• Working data:
******************************

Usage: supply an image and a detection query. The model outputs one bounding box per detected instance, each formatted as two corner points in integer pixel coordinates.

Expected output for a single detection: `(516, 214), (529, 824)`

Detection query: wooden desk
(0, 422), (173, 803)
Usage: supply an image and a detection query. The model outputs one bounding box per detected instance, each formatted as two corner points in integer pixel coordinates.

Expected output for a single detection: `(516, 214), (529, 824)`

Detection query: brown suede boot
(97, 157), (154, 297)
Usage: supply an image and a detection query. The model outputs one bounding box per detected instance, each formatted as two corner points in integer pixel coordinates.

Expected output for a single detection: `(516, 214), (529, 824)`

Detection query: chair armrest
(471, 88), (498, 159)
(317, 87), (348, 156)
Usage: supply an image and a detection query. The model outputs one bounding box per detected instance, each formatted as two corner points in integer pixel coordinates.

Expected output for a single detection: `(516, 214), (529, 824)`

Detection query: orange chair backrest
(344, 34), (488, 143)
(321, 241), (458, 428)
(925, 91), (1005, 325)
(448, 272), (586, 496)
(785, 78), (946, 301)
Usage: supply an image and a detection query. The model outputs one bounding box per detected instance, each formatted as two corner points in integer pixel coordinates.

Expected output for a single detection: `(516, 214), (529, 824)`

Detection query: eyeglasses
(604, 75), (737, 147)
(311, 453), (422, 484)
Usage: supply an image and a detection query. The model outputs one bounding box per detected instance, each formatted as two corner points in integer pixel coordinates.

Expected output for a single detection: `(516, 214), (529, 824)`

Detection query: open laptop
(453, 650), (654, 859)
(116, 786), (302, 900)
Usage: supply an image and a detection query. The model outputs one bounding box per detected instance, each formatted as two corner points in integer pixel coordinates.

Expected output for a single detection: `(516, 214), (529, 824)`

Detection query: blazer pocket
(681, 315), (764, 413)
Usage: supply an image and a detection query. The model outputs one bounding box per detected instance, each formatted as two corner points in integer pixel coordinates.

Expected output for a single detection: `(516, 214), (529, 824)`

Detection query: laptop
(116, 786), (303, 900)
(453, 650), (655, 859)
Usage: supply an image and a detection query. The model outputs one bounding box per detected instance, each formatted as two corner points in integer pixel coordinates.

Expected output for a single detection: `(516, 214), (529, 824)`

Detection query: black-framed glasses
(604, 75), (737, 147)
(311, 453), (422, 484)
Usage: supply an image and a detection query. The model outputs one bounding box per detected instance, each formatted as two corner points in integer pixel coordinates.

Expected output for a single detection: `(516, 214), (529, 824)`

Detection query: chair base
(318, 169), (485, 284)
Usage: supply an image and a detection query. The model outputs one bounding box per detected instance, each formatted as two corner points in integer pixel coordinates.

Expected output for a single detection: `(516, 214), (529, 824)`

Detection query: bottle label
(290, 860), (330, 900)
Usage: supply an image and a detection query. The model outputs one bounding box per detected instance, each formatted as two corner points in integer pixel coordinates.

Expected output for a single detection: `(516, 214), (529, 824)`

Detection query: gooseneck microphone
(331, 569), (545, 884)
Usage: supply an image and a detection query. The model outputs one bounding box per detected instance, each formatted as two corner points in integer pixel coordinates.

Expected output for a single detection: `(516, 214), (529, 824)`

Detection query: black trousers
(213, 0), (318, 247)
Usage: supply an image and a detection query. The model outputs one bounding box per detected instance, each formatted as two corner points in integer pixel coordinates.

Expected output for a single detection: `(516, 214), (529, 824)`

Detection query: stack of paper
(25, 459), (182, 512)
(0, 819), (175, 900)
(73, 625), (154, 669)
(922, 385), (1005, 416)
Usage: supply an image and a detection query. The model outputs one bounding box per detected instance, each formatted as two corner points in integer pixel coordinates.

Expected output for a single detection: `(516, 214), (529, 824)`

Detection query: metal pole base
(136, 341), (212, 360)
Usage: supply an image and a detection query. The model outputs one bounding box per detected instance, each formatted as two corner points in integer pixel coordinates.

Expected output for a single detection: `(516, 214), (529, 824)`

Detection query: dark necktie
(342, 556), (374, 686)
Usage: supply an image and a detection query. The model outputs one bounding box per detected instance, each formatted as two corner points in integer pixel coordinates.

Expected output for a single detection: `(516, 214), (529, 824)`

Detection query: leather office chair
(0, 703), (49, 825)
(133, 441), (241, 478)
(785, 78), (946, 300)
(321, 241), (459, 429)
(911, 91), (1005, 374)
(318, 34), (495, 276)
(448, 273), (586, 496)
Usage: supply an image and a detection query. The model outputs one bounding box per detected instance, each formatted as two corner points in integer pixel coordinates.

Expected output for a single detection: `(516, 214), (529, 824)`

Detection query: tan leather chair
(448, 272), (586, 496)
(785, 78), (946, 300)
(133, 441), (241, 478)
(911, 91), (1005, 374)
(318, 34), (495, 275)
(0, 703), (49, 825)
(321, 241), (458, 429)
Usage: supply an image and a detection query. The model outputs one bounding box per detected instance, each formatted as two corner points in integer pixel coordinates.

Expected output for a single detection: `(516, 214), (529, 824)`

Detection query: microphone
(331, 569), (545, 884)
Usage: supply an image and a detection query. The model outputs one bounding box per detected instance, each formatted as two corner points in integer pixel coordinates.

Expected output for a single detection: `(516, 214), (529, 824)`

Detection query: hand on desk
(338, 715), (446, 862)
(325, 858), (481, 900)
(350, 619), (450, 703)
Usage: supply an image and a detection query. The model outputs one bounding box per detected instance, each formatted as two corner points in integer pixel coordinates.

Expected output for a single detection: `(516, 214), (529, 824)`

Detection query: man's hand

******************************

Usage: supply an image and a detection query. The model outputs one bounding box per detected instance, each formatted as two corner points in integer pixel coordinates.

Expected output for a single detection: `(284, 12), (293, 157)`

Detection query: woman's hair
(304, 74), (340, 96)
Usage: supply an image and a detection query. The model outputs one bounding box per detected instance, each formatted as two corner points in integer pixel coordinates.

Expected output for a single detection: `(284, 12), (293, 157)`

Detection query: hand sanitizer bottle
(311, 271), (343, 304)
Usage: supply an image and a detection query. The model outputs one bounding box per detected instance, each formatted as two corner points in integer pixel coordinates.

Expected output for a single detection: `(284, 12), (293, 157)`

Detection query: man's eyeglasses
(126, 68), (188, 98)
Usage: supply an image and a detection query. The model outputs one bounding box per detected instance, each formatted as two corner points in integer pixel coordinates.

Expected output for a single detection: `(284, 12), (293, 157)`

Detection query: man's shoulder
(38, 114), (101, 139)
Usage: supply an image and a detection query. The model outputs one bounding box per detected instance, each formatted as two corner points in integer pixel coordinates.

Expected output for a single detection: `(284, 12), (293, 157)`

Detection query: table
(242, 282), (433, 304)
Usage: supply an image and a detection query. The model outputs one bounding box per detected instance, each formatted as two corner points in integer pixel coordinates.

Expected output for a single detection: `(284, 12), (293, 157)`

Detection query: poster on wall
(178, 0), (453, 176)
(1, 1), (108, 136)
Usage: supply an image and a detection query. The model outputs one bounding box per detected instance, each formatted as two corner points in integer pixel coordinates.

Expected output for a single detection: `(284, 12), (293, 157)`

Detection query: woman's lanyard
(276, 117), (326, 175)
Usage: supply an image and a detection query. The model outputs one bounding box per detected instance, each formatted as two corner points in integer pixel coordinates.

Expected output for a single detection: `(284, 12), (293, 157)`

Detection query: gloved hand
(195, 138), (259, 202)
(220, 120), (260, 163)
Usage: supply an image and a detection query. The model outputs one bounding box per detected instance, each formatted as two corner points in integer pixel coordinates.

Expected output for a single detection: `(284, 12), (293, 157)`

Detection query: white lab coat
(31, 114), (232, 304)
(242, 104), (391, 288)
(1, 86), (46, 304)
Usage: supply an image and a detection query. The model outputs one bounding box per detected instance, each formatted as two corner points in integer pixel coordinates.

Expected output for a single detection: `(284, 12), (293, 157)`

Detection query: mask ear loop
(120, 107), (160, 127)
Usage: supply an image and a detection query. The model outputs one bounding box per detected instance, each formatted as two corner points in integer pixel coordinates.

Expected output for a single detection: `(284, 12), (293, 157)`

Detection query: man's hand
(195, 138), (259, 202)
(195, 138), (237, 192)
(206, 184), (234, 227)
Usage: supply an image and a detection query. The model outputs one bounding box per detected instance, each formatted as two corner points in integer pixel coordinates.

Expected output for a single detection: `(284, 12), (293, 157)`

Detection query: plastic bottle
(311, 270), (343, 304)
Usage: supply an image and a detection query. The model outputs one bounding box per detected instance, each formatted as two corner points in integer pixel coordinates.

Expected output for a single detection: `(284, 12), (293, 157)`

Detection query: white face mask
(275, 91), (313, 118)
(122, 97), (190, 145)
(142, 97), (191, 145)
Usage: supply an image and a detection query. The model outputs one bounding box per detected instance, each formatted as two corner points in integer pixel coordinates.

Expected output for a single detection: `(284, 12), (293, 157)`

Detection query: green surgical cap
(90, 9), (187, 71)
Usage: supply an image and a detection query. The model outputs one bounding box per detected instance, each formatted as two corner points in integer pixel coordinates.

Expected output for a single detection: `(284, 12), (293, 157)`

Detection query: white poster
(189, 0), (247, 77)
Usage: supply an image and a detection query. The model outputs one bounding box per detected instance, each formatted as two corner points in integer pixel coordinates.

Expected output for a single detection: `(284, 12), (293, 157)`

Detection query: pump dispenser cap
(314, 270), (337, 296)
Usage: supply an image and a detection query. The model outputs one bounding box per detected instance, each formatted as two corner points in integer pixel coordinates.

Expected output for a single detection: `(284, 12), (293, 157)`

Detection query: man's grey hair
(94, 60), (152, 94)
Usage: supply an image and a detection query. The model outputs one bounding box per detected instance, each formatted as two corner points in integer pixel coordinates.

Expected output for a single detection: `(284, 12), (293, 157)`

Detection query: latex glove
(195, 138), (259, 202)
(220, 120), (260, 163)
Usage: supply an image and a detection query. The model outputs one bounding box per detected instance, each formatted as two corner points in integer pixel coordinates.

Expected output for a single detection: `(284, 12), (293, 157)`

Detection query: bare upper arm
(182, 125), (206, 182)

******************************

• Prompt:
Give the number of lines above that contain the string "woman", counting only matches with the same case. Reply with the number alone.

• Answer to the task:
2